» Task statement:
Could you rewrite the data below, swapping each "pin" for "marker" and leaving everything else as it is?

» Coordinate annotation entries:
____

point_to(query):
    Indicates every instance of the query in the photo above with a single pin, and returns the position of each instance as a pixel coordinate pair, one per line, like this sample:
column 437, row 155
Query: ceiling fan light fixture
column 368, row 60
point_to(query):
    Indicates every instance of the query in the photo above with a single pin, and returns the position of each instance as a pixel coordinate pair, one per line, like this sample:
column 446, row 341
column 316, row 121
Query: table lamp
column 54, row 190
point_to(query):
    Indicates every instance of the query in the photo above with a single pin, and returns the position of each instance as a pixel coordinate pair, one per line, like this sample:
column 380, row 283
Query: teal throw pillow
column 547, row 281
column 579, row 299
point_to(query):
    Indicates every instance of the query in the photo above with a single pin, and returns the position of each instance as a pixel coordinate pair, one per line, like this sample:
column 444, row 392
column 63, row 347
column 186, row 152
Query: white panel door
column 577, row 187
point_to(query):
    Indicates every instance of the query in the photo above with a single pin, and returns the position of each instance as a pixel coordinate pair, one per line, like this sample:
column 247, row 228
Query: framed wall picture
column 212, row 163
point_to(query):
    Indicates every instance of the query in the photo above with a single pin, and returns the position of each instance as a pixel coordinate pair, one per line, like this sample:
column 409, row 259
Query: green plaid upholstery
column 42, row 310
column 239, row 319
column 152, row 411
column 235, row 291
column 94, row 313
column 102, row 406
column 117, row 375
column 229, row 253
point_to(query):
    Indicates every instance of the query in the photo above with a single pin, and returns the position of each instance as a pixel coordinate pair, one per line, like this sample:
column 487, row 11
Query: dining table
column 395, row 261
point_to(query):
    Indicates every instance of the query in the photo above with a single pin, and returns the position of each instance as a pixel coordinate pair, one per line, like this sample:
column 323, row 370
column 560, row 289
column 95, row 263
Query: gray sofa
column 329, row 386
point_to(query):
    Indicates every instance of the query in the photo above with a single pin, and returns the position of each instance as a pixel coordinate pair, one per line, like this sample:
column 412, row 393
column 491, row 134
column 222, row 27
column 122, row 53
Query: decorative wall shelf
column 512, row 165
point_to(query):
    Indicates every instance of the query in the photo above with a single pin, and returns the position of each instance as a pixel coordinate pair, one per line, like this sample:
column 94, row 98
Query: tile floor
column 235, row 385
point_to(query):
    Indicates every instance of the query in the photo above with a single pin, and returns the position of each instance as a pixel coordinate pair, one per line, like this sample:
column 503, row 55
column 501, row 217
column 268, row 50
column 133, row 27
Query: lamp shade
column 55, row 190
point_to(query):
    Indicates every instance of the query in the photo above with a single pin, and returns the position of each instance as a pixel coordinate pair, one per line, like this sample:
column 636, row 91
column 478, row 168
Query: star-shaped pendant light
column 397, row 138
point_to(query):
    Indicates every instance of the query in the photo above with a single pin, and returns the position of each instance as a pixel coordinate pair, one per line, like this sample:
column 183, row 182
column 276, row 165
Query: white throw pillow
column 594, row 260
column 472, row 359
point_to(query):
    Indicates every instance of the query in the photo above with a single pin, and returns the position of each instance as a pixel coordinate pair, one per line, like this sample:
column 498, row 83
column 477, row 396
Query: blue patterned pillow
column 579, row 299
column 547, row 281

____

» Result for this exercise:
point_to(query):
    Indicates every instance of the query in the photo above with a single marker, and returns the position of each instance as a pixel coordinate pair, one per line, like this sample:
column 437, row 155
Query: ceiling fan light fixture
column 368, row 60
point_to(query):
    Indicates every instance of the query in the photo above with a single marker, and returns the position of each instance as a pixel coordinate pair, one per line, like this sample:
column 446, row 341
column 316, row 121
Query: table lamp
column 54, row 190
point_to(query):
    Indicates every instance of the query in the photo above with a single marker, and returns the position of each instance as a pixel coordinate pair, one per line, like this sample:
column 380, row 283
Query: teal throw pillow
column 547, row 281
column 579, row 299
point_to(query):
    Indicates every instance of the query in the photo above with a single marker, and returns the position of each instance as a pixel coordinate pair, one per line, like this sample:
column 444, row 392
column 63, row 347
column 186, row 152
Query: white panel door
column 577, row 187
point_to(query):
    Indicates every instance of the query in the photo above with a single marker, and returns the position of each instance as a pixel coordinate pair, one per line, like this sample:
column 247, row 228
Query: framed wall picture
column 212, row 163
point_to(query):
    Indicates every instance of the query in the photo above with a single marker, and returns the position of each instance as a pixel coordinate pair, one per line, like this sample:
column 409, row 259
Query: green plaid upholstery
column 42, row 310
column 239, row 319
column 152, row 411
column 235, row 291
column 94, row 313
column 102, row 406
column 117, row 375
column 229, row 253
point_to(query):
    Indicates every instance of the query in the photo above with a single marker, and returns the position of each instance as a pixel coordinate pair, one per line, like this sample:
column 487, row 11
Query: dining table
column 395, row 261
point_to(query):
    Indicates every instance of the query in the photo above with a single marker, and returns the position of each instance as a pixel coordinate pair, one per line, like this sample:
column 323, row 370
column 560, row 289
column 95, row 263
Query: gray sofa
column 329, row 386
point_to(query):
    Indicates every instance of the query in the photo above with a single marker, and returns the position of each instance as a pixel coordinate pair, one per line, like this sample:
column 412, row 393
column 491, row 134
column 222, row 27
column 122, row 53
Query: decorative wall shelf
column 512, row 165
point_to(query):
    Indicates every instance of the query in the photo above with a single marker, and returns the position of each instance as a pixel coordinate pair, one per line, like this sample:
column 94, row 98
Query: tile floor
column 235, row 385
point_to(query):
    Indicates every instance of the query in the photo above with a single marker, and returns the position of each instance as a pixel coordinate pair, one per line, like this sample:
column 503, row 55
column 501, row 217
column 268, row 50
column 133, row 27
Query: lamp shade
column 55, row 190
point_to(query):
    Indicates every instance of the query in the photo above with a single marker, and returns the position of each instance as a pixel coordinate pair, one per line, like this sample:
column 636, row 91
column 478, row 168
Query: star-shaped pendant light
column 397, row 138
point_to(query):
    Indicates every instance of the query in the photo above with a single marker, and returns the position of each instance as a pixel coordinate pair, one per line, like this sample:
column 183, row 182
column 276, row 165
Query: white throw pillow
column 594, row 260
column 472, row 359
point_to(query):
    Indicates every instance of the query in the photo above with a single marker, and returns the position of each instance as a pixel coordinate pair, one per line, like this sample:
column 498, row 83
column 477, row 396
Query: blue patterned pillow
column 579, row 299
column 547, row 281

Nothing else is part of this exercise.